(Records from a collection)
- Opening Delimiter -

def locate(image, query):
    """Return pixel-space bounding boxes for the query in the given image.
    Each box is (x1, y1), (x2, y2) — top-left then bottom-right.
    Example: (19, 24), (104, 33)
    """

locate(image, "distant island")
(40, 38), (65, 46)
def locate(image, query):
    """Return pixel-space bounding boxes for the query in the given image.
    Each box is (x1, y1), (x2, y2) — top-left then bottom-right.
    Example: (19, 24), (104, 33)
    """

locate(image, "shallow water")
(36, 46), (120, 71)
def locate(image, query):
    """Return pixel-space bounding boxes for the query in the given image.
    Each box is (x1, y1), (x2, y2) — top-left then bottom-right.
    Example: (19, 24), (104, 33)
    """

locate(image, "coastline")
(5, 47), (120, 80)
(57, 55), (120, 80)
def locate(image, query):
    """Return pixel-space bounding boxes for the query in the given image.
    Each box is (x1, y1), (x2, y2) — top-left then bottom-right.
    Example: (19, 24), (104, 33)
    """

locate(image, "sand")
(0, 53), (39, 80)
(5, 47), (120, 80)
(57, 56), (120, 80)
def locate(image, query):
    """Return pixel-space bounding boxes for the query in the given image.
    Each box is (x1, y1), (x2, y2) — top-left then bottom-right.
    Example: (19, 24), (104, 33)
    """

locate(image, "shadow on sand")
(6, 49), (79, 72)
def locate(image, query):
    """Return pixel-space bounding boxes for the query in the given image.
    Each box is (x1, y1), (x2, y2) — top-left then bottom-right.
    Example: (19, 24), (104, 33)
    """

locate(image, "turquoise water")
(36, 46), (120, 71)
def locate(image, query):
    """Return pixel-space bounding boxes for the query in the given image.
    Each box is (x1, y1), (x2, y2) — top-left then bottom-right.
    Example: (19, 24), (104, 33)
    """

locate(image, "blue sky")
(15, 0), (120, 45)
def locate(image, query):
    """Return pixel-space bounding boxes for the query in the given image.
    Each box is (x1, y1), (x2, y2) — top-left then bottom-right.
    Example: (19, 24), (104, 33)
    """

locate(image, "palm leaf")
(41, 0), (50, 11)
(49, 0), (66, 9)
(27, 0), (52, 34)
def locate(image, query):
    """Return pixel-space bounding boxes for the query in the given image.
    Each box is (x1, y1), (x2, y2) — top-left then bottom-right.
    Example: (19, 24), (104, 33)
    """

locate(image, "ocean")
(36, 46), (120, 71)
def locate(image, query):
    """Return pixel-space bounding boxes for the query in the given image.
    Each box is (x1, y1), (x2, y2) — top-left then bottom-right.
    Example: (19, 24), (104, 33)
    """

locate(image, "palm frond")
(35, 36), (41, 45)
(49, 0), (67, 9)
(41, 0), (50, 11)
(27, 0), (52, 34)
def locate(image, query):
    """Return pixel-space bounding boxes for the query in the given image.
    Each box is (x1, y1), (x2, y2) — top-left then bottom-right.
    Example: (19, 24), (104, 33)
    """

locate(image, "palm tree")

- Closing Delimiter -

# [Brief]
Repeat the records above in full, character for character.

# [Finished exercise]
def locate(image, query):
    """Return pixel-space bounding boxes for the query in the given image.
    Each box is (x1, y1), (x2, y2) — top-left then bottom-right.
    Example: (19, 24), (104, 33)
    """

locate(image, "distant island")
(40, 38), (65, 46)
def locate(image, query):
    """Return pixel-space bounding boxes for the query in the given image.
    Each box is (x1, y1), (x2, y2) — top-left then bottom-right.
    Example: (19, 24), (104, 33)
    """

locate(image, "shallow water")
(36, 46), (120, 71)
def locate(image, query):
    """Return pixel-space bounding boxes for the query in the given image.
    Each box is (x1, y1), (x2, y2) — top-left then bottom-right.
    Example: (19, 24), (104, 33)
    """

locate(image, "coastline")
(5, 47), (120, 80)
(57, 55), (120, 80)
def locate(image, query):
    """Return pixel-space bounding boxes for the query in the given image.
    Each box is (x1, y1), (x2, y2) — top-left then bottom-right.
    Example: (19, 24), (104, 33)
    """

locate(image, "sand")
(0, 53), (39, 80)
(5, 47), (120, 80)
(57, 56), (120, 80)
def locate(image, query):
    """Return pixel-space bounding boxes for the query in the given image.
    Each box is (x1, y1), (x2, y2) — top-left then bottom-right.
    Example: (19, 24), (104, 33)
    """

locate(image, "shadow on sand")
(6, 49), (79, 72)
def locate(image, query):
    """Return pixel-space bounding boxes for the query in the given image.
    Each box is (x1, y1), (x2, y2) — top-left then bottom-right.
    Example: (19, 24), (104, 33)
    """

locate(image, "turquoise water")
(36, 46), (120, 71)
def locate(image, query):
    """Return pixel-space bounding boxes for the query in the given image.
    Each box is (x1, y1), (x2, y2) — top-left then bottom-right.
    Example: (19, 24), (104, 33)
    """

locate(image, "blue sky")
(15, 0), (120, 45)
def locate(image, query):
    """Return pixel-space bounding boxes for the query in the given image.
    Each box is (x1, y1), (x2, y2) — top-left then bottom-right.
    Example: (19, 24), (104, 33)
    """

locate(image, "palm leaf")
(41, 0), (50, 11)
(49, 0), (66, 9)
(27, 0), (52, 34)
def locate(image, query):
    """Return pixel-space bounding boxes for the query in the given image.
    Each box is (x1, y1), (x2, y2) — top-left then bottom-right.
    Example: (19, 24), (104, 33)
    """

locate(image, "ocean")
(36, 46), (120, 71)
def locate(image, query):
    """Return pixel-space bounding boxes for the query in the given image.
    Each box is (x1, y1), (x2, y2) — top-left then bottom-right.
    Example: (19, 24), (104, 33)
    """

locate(image, "palm frond")
(35, 36), (41, 45)
(49, 0), (67, 9)
(41, 0), (50, 11)
(27, 0), (52, 34)
def locate(image, query):
    """Return pixel-space bounding boxes for the query in the given image.
    Each box is (x1, y1), (x2, y2) — top-left then bottom-right.
    Example: (19, 24), (104, 33)
    """

locate(image, "palm tree")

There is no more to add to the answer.